## DataLoader
Responsible to load the data during different phases (train, test) <br /> 
Data laoder reads all files and for each recipe returns its instructions, ingredeints and 6 corresponding images

In [3]:
from __future__ import print_function
import torch.utils.data as data
from PIL import Image
import os
import sys
import pickle
import numpy as np
import lmdb
import torch
import torchvision.transforms as transforms


In [53]:
class Loader(data.Dataset):

    def default_loader(path):
        try:
            im = Image.open(path).convert('RGB')
            return im
        except:
            return Image.new('RGB', (224, 224), 'white')

    
    def __init__(self, img_path, transform=None,
                 loader=default_loader, square=False, data_path=None, partition=None):
        
        if data_path == None:
            raise Exception('No data path specified.')

        if partition is None:
            raise Exception('Unknown partition type %s.' % partition)
        else:
            self.partition = partition

        self.env = lmdb.open(os.path.join(data_path, partition + '_lmdb'), max_readers=1,
        readonly=True, lock=False,readahead=False, meminit=False)

        with open(os.path.join(data_path, partition + '_keys.pkl'), 'rb') as f:
            self.ids = pickle.load(f)

        self.square = square
        self.imgPath = img_path
        self.mismtch = 0.8
        self.maxInst = 20    
 
        self.transform = transform
        self.loader = loader

    def __getitem__(self, index):

        recipId = self.ids[index]
    
        # we force 80 percent of them to be a mismatch
        if self.partition == 'train':
            match = np.random.uniform() > self.mismtch
        elif self.partition == 'val' or self.partition == 'test':
            match = True
        else:
            raise 'Partition name not well defined'

        target = match and 1 or -1
        
        
        with self.env.begin(write=False) as txn:
            serialized_sample = txn.get(self.ids[index].encode())
------------------------
:: Problems ::
1. Echo the part of the DataLoader code starting with "self.env = lmdb.open(os.path.join(data_path, partition" and going on through "self.ids = pickle.load(f)".
2. Translate the comment "we force 80 percent of them to be a mismatch" from the DataLoader code into Spanish.
3. Go on with the DataLoader code from the point where it stops.

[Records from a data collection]
------------------------
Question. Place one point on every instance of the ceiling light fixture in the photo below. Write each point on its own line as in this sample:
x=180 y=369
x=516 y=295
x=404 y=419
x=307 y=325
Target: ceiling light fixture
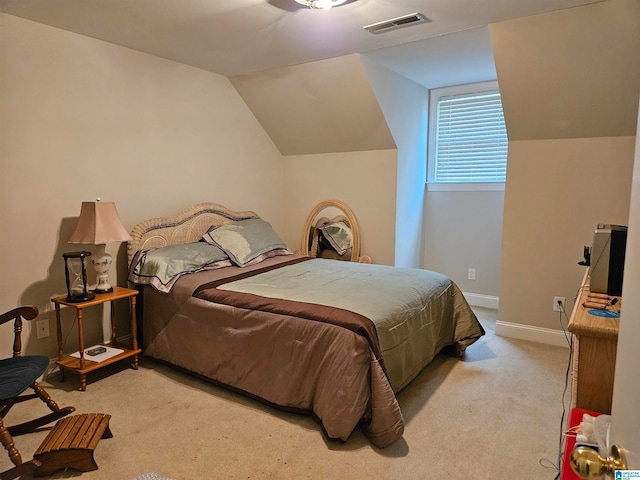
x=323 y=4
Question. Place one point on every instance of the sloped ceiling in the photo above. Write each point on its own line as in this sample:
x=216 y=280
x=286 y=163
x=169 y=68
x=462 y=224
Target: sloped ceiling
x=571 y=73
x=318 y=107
------------------------
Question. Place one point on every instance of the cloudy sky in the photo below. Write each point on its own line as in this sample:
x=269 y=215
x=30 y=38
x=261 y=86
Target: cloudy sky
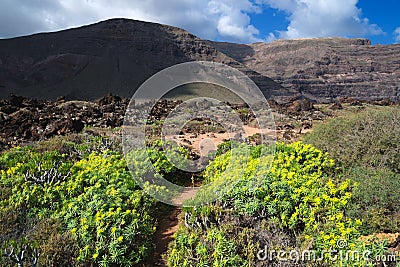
------------------------
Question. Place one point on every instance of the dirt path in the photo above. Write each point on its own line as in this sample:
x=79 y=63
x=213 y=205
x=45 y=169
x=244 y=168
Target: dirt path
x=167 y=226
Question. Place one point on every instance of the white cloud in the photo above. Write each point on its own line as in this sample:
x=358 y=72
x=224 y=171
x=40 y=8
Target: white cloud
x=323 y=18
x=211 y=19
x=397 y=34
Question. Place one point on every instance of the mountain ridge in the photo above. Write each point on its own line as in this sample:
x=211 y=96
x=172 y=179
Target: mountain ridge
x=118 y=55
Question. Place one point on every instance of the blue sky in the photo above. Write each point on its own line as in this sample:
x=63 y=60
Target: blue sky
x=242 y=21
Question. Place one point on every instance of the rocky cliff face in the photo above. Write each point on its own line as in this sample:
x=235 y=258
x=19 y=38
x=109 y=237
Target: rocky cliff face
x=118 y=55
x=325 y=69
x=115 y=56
------------------------
:: Results ::
1.
self.env = lmdb.open(os.path.join(data_path, partition + '_lmdb'), max_readers=1,
        readonly=True, lock=False,readahead=False, meminit=False)

        with open(os.path.join(data_path, partition + '_keys.pkl'), 'rb') as f:
            self.ids = pickle.load(f)

2. Forzamos que el 80 por ciento de ellos sea un desajuste.

3.
        sample = pickle.loads(serialized_sample,encoding='latin1')
    
        imgs = sample['imgs']
        
        # image
        if target == 1:
            if self.partition == 'train':
                # We choose from all the images in a recipe
                imgIdx = np.random.choice(range(len(imgs)))
            else:
                imgIdx = 0
            
            #get the first 4 characters of the id. the first four is enough to reach to the desired folder
            loader_path = [imgs[imgIdx]['id'][i] for i in range(4)]
            
            #use it as a path 
            loader_path = os.path.join(*loader_path)
            path = os.path.join(self.imgPath, self.partition, loader_path, imgs[imgIdx]['id'])

        else:
            # we randomly pick one non-matching image
            all_idx = range(len(self.ids))
            rndindex = np.random.choice(all_idx)
            while rndindex == index:
                rndindex = np.random.choice(all_idx)  # pick a random index

            with self.env.begin(write=False) as txn:
                serialized_sample = txn.get(self.ids[rndindex].encode())

            rndsample = pickle.loads(serialized_sample,encoding='latin1')
            rndimgs = rndsample['imgs']

            if self.partition == 'train':  # if training we pick a random image
                # We do only use the first five images per recipe during training
                imgIdx = np.random.choice(range(min(5, len(rndimgs))))
            else:
                imgIdx = 0

            path = self.imgPath + rndimgs[imgIdx]['id']
            
        # load image
        img = self.loader(path)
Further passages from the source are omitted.